Start ITEMS

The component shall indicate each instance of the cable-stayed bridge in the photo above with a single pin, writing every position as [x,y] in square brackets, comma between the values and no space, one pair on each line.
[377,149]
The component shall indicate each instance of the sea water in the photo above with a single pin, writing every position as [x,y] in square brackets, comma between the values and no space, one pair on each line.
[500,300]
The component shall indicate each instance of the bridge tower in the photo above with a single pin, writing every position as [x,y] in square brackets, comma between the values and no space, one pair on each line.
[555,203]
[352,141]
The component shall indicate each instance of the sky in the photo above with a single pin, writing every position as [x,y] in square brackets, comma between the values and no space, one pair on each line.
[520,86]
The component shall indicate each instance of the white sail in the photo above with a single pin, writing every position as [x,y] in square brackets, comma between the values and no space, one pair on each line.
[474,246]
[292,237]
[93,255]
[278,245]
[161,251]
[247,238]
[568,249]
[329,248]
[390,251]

End ITEMS

Rewrite all of the records above with every "pin" swapped for "marker", keeping everything else the same.

- [EXERCISE OUTPUT]:
The component shall indicate each instance of the cable-stayed bridge in the photo above with a single marker, writing every position as [x,y] in square brackets, comma between the values and no space, one pair on each line.
[377,149]
The component shall indicate each instance of the sea water in the photo above with a single marker, writing every position as [x,y] in square brackets, comma between the values and no space, one pair on each line.
[500,300]
The component shall indicate each instance of the bridge tower in the photo above with a single marker, writing every position as [x,y] in square brackets, comma between the values and no space, one pair on each line.
[555,203]
[352,141]
The component shall indicate each instance of the sky in the photo above with a single marker, writing every position as [x,y] in square brackets, comma between the values and no space, one pair on each line.
[520,86]
The component shall indicate each instance of the white sail in the photo above with a single marker, writing every position as [x,y] in square brackets, comma between the values and no space, one pair on each line.
[474,246]
[292,237]
[93,255]
[278,245]
[161,251]
[247,238]
[568,249]
[329,248]
[390,251]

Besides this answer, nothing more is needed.